Text shown:

Re: [Architecture] [ML] Anomaly Detection Feature for WSO2 ML

Nirmal Fernando Fri, 20 Nov 2015 03:27:50 -0800

Have to mention about the excellent work done and the support extended by
Ashen during the whole implementation process. He was able to grasp things
soon and get regular feedback and improve very quickly. Kudos to Ashen and
keep up the good work! Hope you have learnt a lot during this process.


On Thu, Nov 19, 2015 at 10:43 AM, Seshika Fernando <[email protected]> wrote:

> Welldone Ashen. The documentation looks good too. Will review later.

Items from a labeling collection
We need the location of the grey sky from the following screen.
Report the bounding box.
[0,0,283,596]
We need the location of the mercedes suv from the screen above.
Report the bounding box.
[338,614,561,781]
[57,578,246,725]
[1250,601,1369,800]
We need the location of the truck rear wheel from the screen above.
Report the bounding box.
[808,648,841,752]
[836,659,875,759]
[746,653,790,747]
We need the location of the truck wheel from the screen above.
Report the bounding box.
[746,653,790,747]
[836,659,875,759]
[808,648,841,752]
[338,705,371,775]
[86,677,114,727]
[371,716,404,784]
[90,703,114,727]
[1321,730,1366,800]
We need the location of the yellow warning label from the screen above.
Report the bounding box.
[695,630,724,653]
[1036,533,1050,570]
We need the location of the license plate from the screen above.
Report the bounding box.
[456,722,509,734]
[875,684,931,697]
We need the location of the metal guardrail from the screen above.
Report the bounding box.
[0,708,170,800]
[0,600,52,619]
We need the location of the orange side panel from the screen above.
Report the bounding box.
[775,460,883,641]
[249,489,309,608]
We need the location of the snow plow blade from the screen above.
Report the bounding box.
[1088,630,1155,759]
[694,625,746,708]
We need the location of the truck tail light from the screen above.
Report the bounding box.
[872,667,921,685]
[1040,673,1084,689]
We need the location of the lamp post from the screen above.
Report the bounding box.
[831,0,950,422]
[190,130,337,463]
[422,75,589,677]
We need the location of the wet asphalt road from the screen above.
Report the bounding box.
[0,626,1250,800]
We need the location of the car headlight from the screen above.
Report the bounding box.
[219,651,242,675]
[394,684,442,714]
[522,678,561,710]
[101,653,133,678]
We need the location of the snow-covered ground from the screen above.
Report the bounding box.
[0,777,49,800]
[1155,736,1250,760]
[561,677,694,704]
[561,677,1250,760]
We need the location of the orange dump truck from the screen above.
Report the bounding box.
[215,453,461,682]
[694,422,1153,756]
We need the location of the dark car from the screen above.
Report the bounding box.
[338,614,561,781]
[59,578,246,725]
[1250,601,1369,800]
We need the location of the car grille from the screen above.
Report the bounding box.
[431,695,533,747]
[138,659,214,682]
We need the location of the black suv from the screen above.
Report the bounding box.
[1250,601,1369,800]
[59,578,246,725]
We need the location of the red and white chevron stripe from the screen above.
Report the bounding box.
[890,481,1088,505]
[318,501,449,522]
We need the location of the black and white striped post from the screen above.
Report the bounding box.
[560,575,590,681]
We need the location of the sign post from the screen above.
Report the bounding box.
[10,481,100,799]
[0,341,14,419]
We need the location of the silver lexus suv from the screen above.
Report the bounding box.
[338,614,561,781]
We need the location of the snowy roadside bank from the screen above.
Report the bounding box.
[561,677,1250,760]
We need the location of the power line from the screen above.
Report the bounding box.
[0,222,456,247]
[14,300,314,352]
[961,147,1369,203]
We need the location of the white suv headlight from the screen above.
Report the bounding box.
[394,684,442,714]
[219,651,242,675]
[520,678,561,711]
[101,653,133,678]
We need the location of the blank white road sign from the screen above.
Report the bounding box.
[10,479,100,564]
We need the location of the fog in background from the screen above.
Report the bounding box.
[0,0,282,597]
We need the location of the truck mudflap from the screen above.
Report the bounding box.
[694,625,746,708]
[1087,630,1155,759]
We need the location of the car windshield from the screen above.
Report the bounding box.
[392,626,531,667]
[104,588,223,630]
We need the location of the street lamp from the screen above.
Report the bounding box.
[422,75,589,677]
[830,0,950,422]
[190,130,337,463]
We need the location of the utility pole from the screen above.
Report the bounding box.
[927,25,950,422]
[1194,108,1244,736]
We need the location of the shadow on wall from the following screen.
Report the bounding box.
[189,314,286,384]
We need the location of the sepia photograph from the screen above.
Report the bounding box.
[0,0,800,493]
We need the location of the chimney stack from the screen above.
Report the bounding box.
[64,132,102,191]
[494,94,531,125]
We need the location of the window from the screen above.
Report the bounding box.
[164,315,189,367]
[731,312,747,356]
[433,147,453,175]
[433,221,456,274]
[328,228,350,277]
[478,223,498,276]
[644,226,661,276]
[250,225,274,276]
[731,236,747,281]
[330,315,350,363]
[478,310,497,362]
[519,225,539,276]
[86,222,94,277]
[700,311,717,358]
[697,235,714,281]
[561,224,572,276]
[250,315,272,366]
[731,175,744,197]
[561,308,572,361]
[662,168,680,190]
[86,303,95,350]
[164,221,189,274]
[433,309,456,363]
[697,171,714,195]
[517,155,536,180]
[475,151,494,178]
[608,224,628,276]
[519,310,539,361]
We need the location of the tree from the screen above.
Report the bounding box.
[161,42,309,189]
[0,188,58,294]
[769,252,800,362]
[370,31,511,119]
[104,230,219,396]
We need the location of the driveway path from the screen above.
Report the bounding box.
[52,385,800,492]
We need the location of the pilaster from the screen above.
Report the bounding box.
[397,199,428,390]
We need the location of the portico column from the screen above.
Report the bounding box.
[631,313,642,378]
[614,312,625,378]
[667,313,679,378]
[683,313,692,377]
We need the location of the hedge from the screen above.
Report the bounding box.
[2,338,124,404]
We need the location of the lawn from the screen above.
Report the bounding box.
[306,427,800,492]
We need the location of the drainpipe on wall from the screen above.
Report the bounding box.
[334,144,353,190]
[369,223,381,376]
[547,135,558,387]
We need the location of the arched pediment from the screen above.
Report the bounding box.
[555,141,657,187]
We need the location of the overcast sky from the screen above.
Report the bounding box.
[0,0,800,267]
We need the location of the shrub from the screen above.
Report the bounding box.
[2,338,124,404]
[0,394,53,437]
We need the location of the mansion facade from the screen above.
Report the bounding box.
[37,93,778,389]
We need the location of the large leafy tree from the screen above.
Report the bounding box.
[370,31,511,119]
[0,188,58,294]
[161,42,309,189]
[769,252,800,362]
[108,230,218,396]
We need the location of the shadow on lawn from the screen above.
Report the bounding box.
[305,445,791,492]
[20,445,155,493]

Problem requirements:
Please return the passage of the WSO2 ML thread starting at "Re: [Architecture] [ML]" and ending at "during this process.", word for word. Work from the WSO2 ML thread alone.

Task output:
Re: [Architecture] [ML] Anomaly Detection Feature for WSO2 ML

Nirmal Fernando Fri, 20 Nov 2015 03:27:50 -0800

Have to mention about the excellent work done and the support extended by
Ashen during the whole implementation process. He was able to grasp things
soon and get regular feedback and improve very quickly. Kudos to Ashen and
keep up the good work! Hope you have learnt a lot during this process.